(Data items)
-=-=-=-=-

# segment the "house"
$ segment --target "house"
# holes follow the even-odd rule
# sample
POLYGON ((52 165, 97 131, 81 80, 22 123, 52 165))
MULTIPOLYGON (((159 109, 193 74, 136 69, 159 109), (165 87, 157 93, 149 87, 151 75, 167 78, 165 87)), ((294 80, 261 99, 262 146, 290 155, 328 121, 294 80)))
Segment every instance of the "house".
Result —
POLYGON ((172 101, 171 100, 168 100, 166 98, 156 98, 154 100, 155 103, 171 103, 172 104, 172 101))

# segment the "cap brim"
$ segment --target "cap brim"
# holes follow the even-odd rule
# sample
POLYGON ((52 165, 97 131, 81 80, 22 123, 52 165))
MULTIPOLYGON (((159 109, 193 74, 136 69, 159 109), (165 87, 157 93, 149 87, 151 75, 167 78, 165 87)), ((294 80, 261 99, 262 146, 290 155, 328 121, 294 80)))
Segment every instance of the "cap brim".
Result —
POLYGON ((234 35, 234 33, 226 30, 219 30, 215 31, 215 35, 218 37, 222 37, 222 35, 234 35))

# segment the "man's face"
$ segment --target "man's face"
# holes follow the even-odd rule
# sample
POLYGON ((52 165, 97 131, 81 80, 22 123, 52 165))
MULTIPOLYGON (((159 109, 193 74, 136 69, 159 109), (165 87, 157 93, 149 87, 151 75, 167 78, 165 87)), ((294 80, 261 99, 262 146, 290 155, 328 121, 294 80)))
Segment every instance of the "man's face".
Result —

-=-=-=-=-

◆ **To be done**
Return every line of the material above without a single change.

◆ **Result for this task**
# segment the "house"
$ segment --target "house"
# holes follow the even-odd rule
# sample
POLYGON ((52 165, 97 131, 81 80, 22 123, 52 165))
MULTIPOLYGON (((159 109, 193 74, 136 69, 159 109), (165 87, 157 93, 149 87, 151 75, 167 78, 165 87)), ((294 80, 261 99, 262 146, 290 155, 328 121, 294 80)))
Segment every instance of the "house".
Result —
POLYGON ((172 101, 171 100, 168 100, 166 98, 156 98, 154 100, 155 103, 171 103, 172 104, 172 101))

# segment the "cap brim"
$ segment --target "cap brim"
# holes follow the even-odd rule
# sample
POLYGON ((52 165, 97 131, 81 80, 22 123, 52 165))
MULTIPOLYGON (((159 109, 193 74, 136 69, 159 109), (165 87, 157 93, 149 87, 151 75, 167 78, 165 87)), ((294 80, 261 99, 262 146, 290 155, 328 121, 294 80)))
Segment every instance of the "cap brim".
Result —
POLYGON ((234 35, 234 33, 226 30, 219 30, 215 31, 215 35, 218 37, 222 37, 222 35, 234 35))

# segment the "man's face"
$ segment --target "man's face"
# holes follow the even-odd rule
# sample
POLYGON ((52 165, 97 131, 81 80, 22 123, 52 165))
MULTIPOLYGON (((159 109, 193 74, 136 69, 159 109), (165 87, 157 93, 149 87, 151 75, 167 78, 165 87)), ((294 80, 261 99, 262 146, 290 155, 328 121, 294 80)))
Segment every instance of the "man's face".
Result —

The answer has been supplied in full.